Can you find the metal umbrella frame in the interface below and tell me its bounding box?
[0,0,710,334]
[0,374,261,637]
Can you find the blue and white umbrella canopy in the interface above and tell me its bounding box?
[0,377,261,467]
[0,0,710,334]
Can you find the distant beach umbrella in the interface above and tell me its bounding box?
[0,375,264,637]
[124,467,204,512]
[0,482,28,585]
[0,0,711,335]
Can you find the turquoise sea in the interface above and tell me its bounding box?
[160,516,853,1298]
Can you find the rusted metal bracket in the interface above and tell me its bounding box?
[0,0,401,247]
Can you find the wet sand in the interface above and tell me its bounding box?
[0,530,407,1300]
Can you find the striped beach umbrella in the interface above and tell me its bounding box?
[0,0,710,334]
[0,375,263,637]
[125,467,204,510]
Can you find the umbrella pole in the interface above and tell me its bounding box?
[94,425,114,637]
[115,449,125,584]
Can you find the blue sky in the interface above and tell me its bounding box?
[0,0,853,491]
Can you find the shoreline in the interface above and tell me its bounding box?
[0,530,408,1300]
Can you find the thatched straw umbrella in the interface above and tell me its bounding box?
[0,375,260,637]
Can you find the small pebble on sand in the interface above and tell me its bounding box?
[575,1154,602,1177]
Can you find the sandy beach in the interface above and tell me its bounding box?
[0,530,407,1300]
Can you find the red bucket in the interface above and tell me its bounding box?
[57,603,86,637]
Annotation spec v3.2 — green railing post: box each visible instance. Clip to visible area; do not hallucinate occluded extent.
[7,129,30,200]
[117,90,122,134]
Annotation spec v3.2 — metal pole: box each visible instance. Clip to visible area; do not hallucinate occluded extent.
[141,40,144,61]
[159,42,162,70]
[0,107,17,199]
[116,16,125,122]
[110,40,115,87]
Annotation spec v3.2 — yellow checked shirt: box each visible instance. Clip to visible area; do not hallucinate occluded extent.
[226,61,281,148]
....
→ **Aim**: Copy out the material word for word, beginning with the line that contains "Can you find the small" and continuing through the end of the material.

→ **Reply to the exercise**:
Can you find the small pebble on sand in the interface above and tell me its bounding box?
[575,1154,602,1177]
Can you find the sandy beach in the interface above and tell me its bounding box?
[0,530,407,1300]
Can you find the red bucket in the interface above and tell me its bounding box?
[57,603,86,637]
Annotation spec v3.2 — green railing post: box each visible instance. Clip to visible area; do not hallucinate occluded extent.
[7,129,30,200]
[117,90,122,134]
Annotation spec v3.2 — metal pole: box each visible instance. Clip to visible area; do not hallucinate occluded extent.
[141,40,144,61]
[159,42,162,70]
[0,107,17,199]
[116,16,125,122]
[110,40,115,87]
Annotation spec v3.2 — yellow checked shirt: box each visible instance. Clip to visible area; do not hallucinate occluded extent.
[226,61,281,148]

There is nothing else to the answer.